[Text block]:
──────────
This will be my last post for a while.  Professional duties and personal 
pursuits will take most of my available time.  I will read the conference, 
but do not have the time to compose postings.

Moreover, we seem to have reached the stage of:  "Yes, it is" and "No, it 
isn't."

Please consider this also as a response to Mr. Balter's previous 
posting.  

In a previous posting, I wrote:

>Bob Kovsky:
>> Nonetheless, I stand by my earlier remark that AI (in the sense that
>> it asserts "cognition is computation" etc.) has failed to produce
>> results that evidence the truth of the assertion.  Thus my reference
>> to the few "expert systems" that have proved practical only in limited
>> domains.

Prof. Moravec responds:
>No evidence contradicts "cognition as computation" and much supports
>it.  That computation is still short of human cognition is easily
>justified by noting that computer power is still a million times short
>of human brain power.  If it's still short in 30 or 40 years you may
>have a case, but by then you'll probably be arguing it with an AI.
──────────
[Dataset extract]:
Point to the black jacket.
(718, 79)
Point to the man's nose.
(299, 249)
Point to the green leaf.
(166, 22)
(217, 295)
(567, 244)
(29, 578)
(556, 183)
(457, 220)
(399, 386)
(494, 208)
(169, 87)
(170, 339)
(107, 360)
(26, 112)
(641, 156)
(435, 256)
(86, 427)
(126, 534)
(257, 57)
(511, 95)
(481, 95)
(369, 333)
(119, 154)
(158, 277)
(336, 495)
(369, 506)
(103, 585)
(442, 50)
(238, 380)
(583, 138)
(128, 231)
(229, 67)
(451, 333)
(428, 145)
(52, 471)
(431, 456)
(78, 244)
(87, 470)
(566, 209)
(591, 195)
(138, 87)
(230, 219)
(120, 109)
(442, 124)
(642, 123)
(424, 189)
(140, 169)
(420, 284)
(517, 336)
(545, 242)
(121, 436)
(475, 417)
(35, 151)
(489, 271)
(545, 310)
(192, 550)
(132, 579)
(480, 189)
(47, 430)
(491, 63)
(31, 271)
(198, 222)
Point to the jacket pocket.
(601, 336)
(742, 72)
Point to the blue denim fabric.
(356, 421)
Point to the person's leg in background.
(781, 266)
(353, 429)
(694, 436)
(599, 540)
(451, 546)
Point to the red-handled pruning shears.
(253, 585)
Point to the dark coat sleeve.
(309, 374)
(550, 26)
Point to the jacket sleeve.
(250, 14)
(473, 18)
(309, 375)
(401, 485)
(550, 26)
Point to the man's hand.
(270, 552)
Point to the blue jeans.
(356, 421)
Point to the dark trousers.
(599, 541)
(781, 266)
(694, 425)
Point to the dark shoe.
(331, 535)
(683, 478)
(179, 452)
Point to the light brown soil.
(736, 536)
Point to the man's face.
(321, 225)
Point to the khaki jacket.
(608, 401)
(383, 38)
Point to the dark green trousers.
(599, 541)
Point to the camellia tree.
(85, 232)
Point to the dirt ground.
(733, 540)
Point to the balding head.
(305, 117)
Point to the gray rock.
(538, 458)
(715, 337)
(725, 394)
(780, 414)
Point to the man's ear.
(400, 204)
──────────
[Problem 1]: In the forum post on "cognition as computation," how far short of human brain power does Prof. Moravec say computer power still is?
[Problem 2]: Pick up the forum post on "cognition as computation" after its final sentence and keep writing it.

[Task answer 1]: A million times short.

[Task answer 2]:
>

	I have presented my views in full in the materials at the ftp site
below.  In brief, the thesis that "cognition is computation" assumes that
experience is mechanistic and implicitly denies any exercise of freedom. 
But the phenomena of freedom exist, such as our ability to write a visual
description of a visual image in pursuit of a purpose.  I know of no
mechanical means of accomplishing this task in a general way (i.e. for any
given visual image and any appropriate purpose). 

	Since my last posting, I have read Prof. Moravec's 1988 book 
<Mind Children>:

	Page 2:  "We are very near to the time when virtually no essential
human function, physical or mental, will lack an artificial counterpart." 

	Page 6:  "I believe that robots with human intelligence 
will be common with fifty years."  

	Extracts from pp. 48-49:  "Learning could be greatly enhanced by
the addition of another major module, a general <world simulator>.  ... 
Imagination via simulator is useful only if the simulator makes reasonably
accurate predictions about the real world.  ...  Advanced robots may find
themselves working with other robots and people.  Such an interaction
could be made more effective if the simulators on these machines predict
the behavior of others to some extent.  Part of the prediction might
involve roughly modeling the other's mental state, so that its reactions
to alternative acts could be anticipated."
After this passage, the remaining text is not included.